**Page excerpt**
* begin *
# Gtechniq or Gyeon?



## Chris424 (Dec 5, 2007)

I used Gtechniq CSL + EXO and was really impressed with the results about 4 years ago on my previous car.

It's time to apply a ceramic to my new car but I'm stuck between CSL + EXO or trying something new like Gyeon Q2 - Syncro Kit?

What would you recommend?


----------



## The Guz (Jan 27, 2019)

Get Gtechniq. I was disappointed with the performance of Syncro. It is great but Skin fades around 5-6 months and after that it is rather blah.


----------



## grunty-motor (Aug 11, 2016)

I had Gtechniq black + EVO 2 professionally installed to the focus 4year ago. Still working very well

I then self installed CSL + V3 on another car....never had really good results and nowhere near as good as the EVO2 on longevity.

I put syncro on the BMW at XMAS. Easier to work with and super hydrophobic....snow foam struggles to stick to it! Out the box, it is rather good.

but, i do hear a lot about the longevity of skin....so its getting a cover of cure every 3 or 4 washes. Only done 2k miles since so cant really comment on longevity.


----------



## Guest (Apr 28, 2020)

CQuartz 

The wife’s car has geyon synchro and while skin is amazingly hydrophobic perhaps the best I’ve seen, as the previous poster stated it just didn’t last. 4 months and it was done.

I’ve not tried gtechniq to be fair, but CQuartz has been so durable and simple I can’t see going with any other coating.


----------



## Berylburton (Sep 14, 2013)

I put Gyeon Pure on mt BMW 225Xe in Sept 2018. I have just done a full decontaminate and the beading is still tight and impressive. I did a top coat of Carpro Essence Plus. Like new now.
I have used a number of products from the Gtechniq range too over the years and have been equally impressed, so it really is a difficult choice.


----------



## Rob D 88 (May 24, 2016)

Carbon Collective!


----------



## ronwash (Mar 26, 2011)

Gtech gear is great,it is providing better result from Gyeon's coatings.

Why don't you try Kamikaze Miyabi?it's so easy to apply and perform beautifly well.

Polish Angel Cosmic V2 is a very good coating also.


----------



## c87reed (Dec 9, 2015)
* end *
**Exercise requirements**
a: In the forum thread on Gtechniq and Gyeon, why does The Guz advise the original poster to choose Gtechniq?
b: State whether each statement agrees with the forum thread on Gtechniq and Gyeon, answering yes or no and quoting the deciding words: (i) The Guz reports that Skin fades after about five to six months. (ii) The Guest poster has personally tried Gtechniq. (iii) Berylburton added a top coat of Carpro Essence Plus.
c: Write the next part of the forum thread on Gtechniq and Gyeon, supplying the post under the final header.

**Information given**
* begin *
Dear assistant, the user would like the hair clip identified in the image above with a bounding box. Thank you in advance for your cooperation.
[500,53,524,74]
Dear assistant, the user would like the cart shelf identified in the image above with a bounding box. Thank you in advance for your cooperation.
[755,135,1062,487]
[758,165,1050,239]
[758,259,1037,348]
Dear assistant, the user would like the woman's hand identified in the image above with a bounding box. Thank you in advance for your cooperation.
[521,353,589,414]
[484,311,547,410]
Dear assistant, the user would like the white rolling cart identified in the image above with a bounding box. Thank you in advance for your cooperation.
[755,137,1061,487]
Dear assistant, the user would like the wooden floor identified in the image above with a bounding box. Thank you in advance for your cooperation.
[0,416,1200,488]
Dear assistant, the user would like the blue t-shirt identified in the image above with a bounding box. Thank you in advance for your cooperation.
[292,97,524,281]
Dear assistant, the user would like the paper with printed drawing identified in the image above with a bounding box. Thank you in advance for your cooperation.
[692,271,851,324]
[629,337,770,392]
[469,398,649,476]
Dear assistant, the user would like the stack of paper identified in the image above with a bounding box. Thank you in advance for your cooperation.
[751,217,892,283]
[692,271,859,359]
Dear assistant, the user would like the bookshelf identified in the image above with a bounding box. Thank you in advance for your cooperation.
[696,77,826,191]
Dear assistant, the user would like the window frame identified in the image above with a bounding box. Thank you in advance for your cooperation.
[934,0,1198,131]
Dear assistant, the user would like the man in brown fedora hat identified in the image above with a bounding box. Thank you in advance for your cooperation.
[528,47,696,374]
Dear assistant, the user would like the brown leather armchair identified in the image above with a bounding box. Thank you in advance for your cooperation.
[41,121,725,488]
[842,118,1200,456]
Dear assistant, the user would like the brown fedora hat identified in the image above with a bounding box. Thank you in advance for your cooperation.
* end *
**Results in order**
a: The Guz was disappointed with the performance of Gyeon's Syncro. Its Skin layer fades after around 5–6 months, and after that the coating is "rather blah."

b:
(i) Yes: "Skin fades around 5-6 months"
(ii) No: "I’ve not tried gtechniq to be fair"
(iii) Yes: "I did a top coat of Carpro Essence Plus."

c:
I'm still deciding on a coating to use as a base. I've a few ideas: CSL or Cquartz UK 3.0 is the most likely but may price up/investigate others such as KK Miyabi or Cosmic V2. I still need to read up. Instead of using a topper such as Gliss or Exo, I'm probably going to use a more frequent spray-on topper such as KK Overcoat or PA Cosmic Spritz.


----------



## atbalfour (Aug 11, 2019)

c87reed said:


> I'm still deciding on a coating to use as a base. I've a few ideas: CSL or Cquartz UK 3.0 is the most likely but may price up/investigate others such as KK Miyabi or Cosmic V2. I still need to read up. Instead of using a topper such as Gliss or Exo, I'm probably going to use a more frequent spray-on topper such as KK Overcoat or PA Cosmic Spritz.


Huge Polish Angel fan but haven't seen any report of Cosmic V2 being durable (it's chemical resistance was beaten by a <£10 Turtle Wax sealant on a test by Brian @ Apex Detail) and the fact it's being replaced by the Cosmic Spritz/Primer Spritz combo says everything.

Durability TBC - I am running a long term test on it if interested.

Link to Esoteric explanation below:





In terms of more traditional 2/3/4 year coatings, Kamikaze are next on my list to try. I don't get on with the new version (V4) of Exo... had it on my car twice, soon to be a third time and never performed well or lasted. If you were concerned about Syncro fading you could always top it with Cancoat... much better performing and durable than Pure.

Best of luck with whatever you choose.


----------



## c87reed (Dec 9, 2015)

atbalfour said:


> Huge Polish Angel fan but haven't seen any report of Cosmic V2 being durable (it's chemical resistance was beaten by a <£10 Turtle Wax sealant on a test by Brian @ Apex Detail) and the fact it's being replaced by the Cosmic Spritz/Primer Spritz combo says everything.
> 
> In terms of more traditional 2/3/4 year coatings, Kamikaze are next on my list to try. I don't get on with the new version (V4) of Exo... had it on my car twice, soon to be a third time and never performed well or lasted. If you were concerned about Syncro fading you could always top it with Cancoat... much better performing and durable than Pure.
> 
> Best of luck with whatever you choose.


Still got a bit of reading up on threads. :thumb: Budgetplan's was great overview that I found on another site somewhere.

I'm intrigued by the Spritz and primer combo in terms of the hardness as I'm wanting a touch of scratch resistance for softer paint. On PA it says 'creates a thick layer of hardness'. It doesn't say how hard though, not that I take much notice of the pencil or mohs measures. I'm happy to apply frequently for an easy process.

I'm certainly not going to be going for a combo of KK coatings as that will just cost a lot more than I could warrant spending. Miyabi alone is £85 with a durability of 18-24 months. Which is a bit on the short side for something that would then need polishing off and then recoating.

Hopefully get something ordered soon so that I can get it on during lockdown.


----------



## Carscope (Sep 4, 2019)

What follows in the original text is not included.